## MATERIAL PROVIDED

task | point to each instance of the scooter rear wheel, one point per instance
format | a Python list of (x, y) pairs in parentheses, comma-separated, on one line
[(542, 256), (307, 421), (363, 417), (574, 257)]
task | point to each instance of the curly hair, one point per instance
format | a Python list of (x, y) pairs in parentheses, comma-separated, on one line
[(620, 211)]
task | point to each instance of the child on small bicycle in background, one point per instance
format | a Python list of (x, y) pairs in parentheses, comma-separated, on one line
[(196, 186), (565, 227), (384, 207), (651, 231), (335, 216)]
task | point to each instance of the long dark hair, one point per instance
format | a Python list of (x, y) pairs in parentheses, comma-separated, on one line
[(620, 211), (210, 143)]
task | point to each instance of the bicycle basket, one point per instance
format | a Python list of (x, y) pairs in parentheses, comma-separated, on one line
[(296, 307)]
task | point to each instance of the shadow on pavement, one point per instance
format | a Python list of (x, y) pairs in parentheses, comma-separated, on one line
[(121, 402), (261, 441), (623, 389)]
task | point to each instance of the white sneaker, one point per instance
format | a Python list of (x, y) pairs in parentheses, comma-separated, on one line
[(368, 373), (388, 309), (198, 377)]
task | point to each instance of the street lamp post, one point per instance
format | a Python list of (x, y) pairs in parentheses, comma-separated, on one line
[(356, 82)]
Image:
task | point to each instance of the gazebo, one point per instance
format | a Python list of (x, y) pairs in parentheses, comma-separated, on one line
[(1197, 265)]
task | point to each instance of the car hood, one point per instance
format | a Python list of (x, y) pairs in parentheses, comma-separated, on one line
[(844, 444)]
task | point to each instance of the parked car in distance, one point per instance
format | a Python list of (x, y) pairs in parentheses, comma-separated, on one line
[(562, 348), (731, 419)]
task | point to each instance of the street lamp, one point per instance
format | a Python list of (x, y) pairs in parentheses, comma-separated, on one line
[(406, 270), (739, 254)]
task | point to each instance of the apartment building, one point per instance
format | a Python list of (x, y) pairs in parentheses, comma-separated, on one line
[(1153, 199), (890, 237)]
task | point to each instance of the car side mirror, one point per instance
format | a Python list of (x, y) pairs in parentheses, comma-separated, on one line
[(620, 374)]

## TASK INSTRUCTIONS
Above are some records; copy each line there that contains "lamp".

## PROBLEM SOLUTION
task | point to each instance of the street lamp post, one point per instance
task | point to each instance of the street lamp, one point per instance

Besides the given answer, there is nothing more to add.